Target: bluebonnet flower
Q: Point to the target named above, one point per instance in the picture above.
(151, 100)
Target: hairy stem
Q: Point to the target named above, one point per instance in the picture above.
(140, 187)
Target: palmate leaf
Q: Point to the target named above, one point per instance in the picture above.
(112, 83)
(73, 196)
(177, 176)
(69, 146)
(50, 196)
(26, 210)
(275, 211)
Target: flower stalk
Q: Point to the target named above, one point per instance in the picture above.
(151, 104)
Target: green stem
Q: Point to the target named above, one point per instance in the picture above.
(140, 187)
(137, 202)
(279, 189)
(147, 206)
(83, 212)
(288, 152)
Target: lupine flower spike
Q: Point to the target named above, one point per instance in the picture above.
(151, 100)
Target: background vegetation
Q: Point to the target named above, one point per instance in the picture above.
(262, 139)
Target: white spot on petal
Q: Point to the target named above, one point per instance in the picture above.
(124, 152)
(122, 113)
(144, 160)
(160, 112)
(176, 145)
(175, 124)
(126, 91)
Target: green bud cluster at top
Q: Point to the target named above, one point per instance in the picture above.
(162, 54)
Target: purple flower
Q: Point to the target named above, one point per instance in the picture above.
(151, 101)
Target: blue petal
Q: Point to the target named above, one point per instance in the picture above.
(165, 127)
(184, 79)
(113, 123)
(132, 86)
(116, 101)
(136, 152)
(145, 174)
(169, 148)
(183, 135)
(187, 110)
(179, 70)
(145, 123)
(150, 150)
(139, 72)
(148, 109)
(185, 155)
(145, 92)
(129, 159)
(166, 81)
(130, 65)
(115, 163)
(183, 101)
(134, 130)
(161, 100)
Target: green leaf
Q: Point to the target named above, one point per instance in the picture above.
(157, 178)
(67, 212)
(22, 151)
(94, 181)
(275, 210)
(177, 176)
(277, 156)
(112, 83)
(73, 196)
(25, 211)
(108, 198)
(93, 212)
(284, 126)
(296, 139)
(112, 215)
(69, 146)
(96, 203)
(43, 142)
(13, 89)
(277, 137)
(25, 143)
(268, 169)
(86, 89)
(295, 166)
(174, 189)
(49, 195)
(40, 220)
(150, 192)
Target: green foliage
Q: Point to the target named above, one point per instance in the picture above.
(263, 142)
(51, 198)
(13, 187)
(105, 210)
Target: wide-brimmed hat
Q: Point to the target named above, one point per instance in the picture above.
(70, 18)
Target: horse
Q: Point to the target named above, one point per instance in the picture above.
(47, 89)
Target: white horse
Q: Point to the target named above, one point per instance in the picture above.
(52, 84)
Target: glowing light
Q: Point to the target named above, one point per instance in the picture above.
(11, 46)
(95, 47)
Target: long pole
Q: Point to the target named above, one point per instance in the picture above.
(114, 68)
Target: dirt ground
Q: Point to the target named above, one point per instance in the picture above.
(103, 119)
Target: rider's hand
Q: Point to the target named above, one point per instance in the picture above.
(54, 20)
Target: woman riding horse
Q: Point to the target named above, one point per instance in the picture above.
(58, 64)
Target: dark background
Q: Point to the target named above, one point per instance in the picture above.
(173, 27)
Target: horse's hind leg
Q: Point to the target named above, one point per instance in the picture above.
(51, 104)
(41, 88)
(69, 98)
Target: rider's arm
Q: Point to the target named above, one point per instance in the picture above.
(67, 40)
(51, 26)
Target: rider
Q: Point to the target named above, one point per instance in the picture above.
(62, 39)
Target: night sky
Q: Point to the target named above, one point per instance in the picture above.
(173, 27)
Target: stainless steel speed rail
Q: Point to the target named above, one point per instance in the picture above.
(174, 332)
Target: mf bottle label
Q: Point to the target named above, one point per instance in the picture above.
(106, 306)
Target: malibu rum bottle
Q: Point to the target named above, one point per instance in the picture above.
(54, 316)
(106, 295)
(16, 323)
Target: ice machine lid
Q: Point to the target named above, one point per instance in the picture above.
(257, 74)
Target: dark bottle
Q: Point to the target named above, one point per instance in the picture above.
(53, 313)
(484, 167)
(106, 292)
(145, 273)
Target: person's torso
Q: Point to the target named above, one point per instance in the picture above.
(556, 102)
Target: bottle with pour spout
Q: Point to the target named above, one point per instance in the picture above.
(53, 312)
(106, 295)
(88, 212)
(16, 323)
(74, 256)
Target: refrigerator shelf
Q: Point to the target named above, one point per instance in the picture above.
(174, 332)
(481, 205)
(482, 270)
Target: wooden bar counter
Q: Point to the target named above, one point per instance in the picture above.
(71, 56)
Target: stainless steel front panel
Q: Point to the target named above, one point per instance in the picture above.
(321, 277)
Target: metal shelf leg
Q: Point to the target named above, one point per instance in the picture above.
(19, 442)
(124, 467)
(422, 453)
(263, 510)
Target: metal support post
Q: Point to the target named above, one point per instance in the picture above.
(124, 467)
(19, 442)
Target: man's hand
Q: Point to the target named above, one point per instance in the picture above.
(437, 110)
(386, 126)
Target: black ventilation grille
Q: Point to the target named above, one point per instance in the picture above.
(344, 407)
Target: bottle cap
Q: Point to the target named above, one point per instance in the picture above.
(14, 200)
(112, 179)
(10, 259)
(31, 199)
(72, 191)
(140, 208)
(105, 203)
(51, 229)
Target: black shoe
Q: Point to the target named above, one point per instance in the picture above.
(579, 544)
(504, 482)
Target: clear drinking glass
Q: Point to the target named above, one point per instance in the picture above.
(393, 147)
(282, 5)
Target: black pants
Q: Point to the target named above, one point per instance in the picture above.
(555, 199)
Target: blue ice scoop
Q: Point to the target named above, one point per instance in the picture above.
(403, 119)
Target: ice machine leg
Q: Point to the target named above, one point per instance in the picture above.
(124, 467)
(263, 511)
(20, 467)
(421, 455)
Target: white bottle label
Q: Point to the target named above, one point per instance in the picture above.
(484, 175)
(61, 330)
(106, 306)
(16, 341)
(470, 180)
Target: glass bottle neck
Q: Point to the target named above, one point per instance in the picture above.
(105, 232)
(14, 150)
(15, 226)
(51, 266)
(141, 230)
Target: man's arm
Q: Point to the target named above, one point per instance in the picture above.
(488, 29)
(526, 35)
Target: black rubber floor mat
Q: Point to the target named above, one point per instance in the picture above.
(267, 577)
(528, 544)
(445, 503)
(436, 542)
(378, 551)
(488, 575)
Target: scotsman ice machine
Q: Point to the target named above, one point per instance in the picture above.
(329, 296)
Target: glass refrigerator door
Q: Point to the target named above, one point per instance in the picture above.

....

PROBLEM DESCRIPTION
In full and without error, give the listing again.

EXERCISE RESULT
Target: bluebonnet flower
Q: Point to the target named above, one point per instance in the picture above.
(151, 100)
Target: hairy stem
Q: Point to the target named above, one point per instance in the picture above.
(140, 187)
Target: palmate leaf
Q: Point to the target named above, one point per instance in the picture above.
(112, 83)
(73, 196)
(177, 176)
(69, 146)
(50, 196)
(26, 210)
(275, 211)
Target: flower stalk
Q: Point to the target named above, one point per instance in the picture above.
(151, 104)
Target: green stem
Q: Point to the target named above, one point per instance in the picture above.
(140, 187)
(137, 202)
(279, 189)
(147, 206)
(83, 212)
(288, 152)
Target: lupine flower spike
Q: Point to the target named above, one point per instance in the picture above.
(151, 100)
Target: background vegetation
Q: Point to the target named above, one point per instance in the picture above.
(262, 139)
Target: white spot on petal
Q: Point to the target named above, one point per instance in the picture above.
(124, 152)
(122, 113)
(144, 160)
(160, 112)
(176, 145)
(175, 124)
(126, 91)
Target: green bud cluster at top
Q: Point to the target named above, one point per instance in the picture above.
(162, 54)
Target: purple flower
Q: Point to the target named above, one point per instance in the picture above.
(151, 101)
Target: blue petal
Q: Point to the target named above, one point per instance in the picture above.
(165, 127)
(184, 79)
(113, 123)
(132, 86)
(116, 101)
(136, 152)
(145, 174)
(169, 148)
(183, 135)
(187, 110)
(179, 70)
(145, 123)
(150, 150)
(139, 72)
(148, 109)
(185, 155)
(145, 92)
(129, 159)
(166, 81)
(130, 65)
(115, 163)
(183, 101)
(134, 130)
(161, 100)
Target: green leaf
Q: Point to the target named above, one point per instance in the picture above.
(157, 178)
(67, 212)
(22, 151)
(94, 181)
(275, 210)
(177, 176)
(277, 156)
(112, 83)
(73, 196)
(25, 211)
(108, 198)
(93, 212)
(284, 126)
(296, 139)
(112, 215)
(69, 146)
(96, 203)
(43, 142)
(13, 89)
(277, 137)
(25, 143)
(268, 169)
(86, 89)
(295, 166)
(174, 189)
(49, 195)
(40, 220)
(150, 192)
Target: green foliage
Q: Point to the target named above, one point per instance in the picture above.
(263, 142)
(51, 198)
(13, 187)
(105, 210)
Target: wide-brimmed hat
Q: Point to the target named above, one point per instance in the picture above.
(70, 18)
Target: horse
Q: Point to the target named above, one point per instance in the picture above.
(47, 89)
Target: white horse
Q: Point to the target named above, one point per instance in the picture above.
(52, 84)
Target: glowing light
Q: Point to the target named above, one point per instance in the picture above.
(11, 46)
(95, 47)
Target: long pole
Q: Point to the target named above, one point per instance in the picture above.
(114, 68)
Target: dirt ground
Q: Point to the target named above, one point per instance in the picture above.
(103, 119)
Target: rider's hand
Q: Point to the target named above, one point per instance in the picture above.
(54, 20)
Target: woman riding horse
Q: Point to the target named above, one point per instance in the picture above.
(58, 64)
Target: dark background
Q: Point to the target named above, one point per instance in the picture above.
(173, 27)
Target: horse's hind leg
Q: Point to the target named above, one point per instance in the picture above.
(51, 104)
(41, 88)
(69, 98)
Target: rider's arm
Q: Point to the target named above, one point per instance in the picture above.
(67, 40)
(51, 26)
Target: rider
Q: Point to the target named above, one point per instance in the picture above.
(62, 39)
Target: night sky
Q: Point to the target named above, one point per instance in the picture above.
(173, 27)
Target: stainless steel speed rail
Q: Point to the target named above, one point per instance in the picture above.
(174, 332)
Target: mf bottle label
Q: Point to the target named above, one point per instance in the picture above.
(106, 306)
Target: malibu rum bottle
Q: Point to the target named above, one point per instance in the picture above.
(54, 316)
(106, 295)
(16, 323)
Target: ice machine lid
Q: Point to the target named above, one point per instance in the picture above.
(257, 74)
Target: dark bottle
Q: Point to the target named above, one point per instance in the picture above.
(53, 313)
(484, 167)
(106, 292)
(145, 273)
Target: person's torso
Q: Point to the target named above, one point per instance in the picture above.
(556, 102)
Target: bottle with pour spout
Q: Point to the target named above, one point per instance in the picture above.
(53, 312)
(106, 295)
(88, 212)
(16, 323)
(74, 256)
Target: refrigerator shelf
Q: Point to the target named above, one point per instance in the picture above.
(174, 332)
(481, 205)
(482, 270)
Target: wooden bar counter
Q: Point to the target named above, one point per instance in the picture above.
(71, 56)
Target: stainless steel front panel
Q: Point to the target named above, one point per instance in the picture above.
(321, 277)
Target: metal shelf leg
Q: Point to the target named above, one point per instance in the picture above.
(19, 442)
(124, 467)
(422, 453)
(263, 510)
Target: metal support post
Q: Point to the target named above, one point per instance in the picture above.
(124, 467)
(19, 442)
Target: man's hand
Q: Point to the target named above, one point per instance in the picture above.
(437, 110)
(386, 126)
Target: black ventilation grille
Q: Point to the target named above, one point per instance in the picture above.
(344, 407)
Target: bottle cap
Q: Point to the target named above, one point per instance in the picture above.
(14, 200)
(112, 179)
(10, 259)
(31, 199)
(72, 191)
(140, 208)
(105, 203)
(51, 229)
Target: black shoe
Q: Point to the target named above, one point per instance in the picture above.
(579, 544)
(504, 482)
Target: clear drinking glass
Q: Point to the target named above, one point per instance in the picture above.
(393, 147)
(282, 5)
Target: black pants
Q: Point to the target named above, one point per instance in the picture above.
(555, 199)
Target: blue ice scoop
Q: Point to the target named above, one point per instance in the picture above.
(403, 119)
Target: ice machine leg
Q: Point to the target named above, one point per instance in the picture above.
(124, 467)
(263, 511)
(20, 467)
(421, 455)
Target: white bottle label
Q: Point to the target named above, one point per instance in the picture above.
(484, 175)
(61, 330)
(106, 306)
(16, 341)
(470, 180)
Target: glass bottle neck
Q: Point to the target named above, one point per instance in the picture above.
(105, 232)
(14, 150)
(15, 226)
(51, 266)
(141, 230)
Target: man's arm
Q: Point to the target named above, one point per instance in the picture above.
(488, 29)
(526, 35)
Target: black rubber floor mat
Q: Point to the target named above, one point per instance in the picture above.
(267, 577)
(528, 544)
(445, 503)
(436, 542)
(378, 551)
(488, 575)
Target: scotsman ice machine
Q: Point to the target named above, one point per instance in the picture above.
(329, 296)
Target: glass refrigerator door
Q: Point to the target named above, one point per instance in the picture above.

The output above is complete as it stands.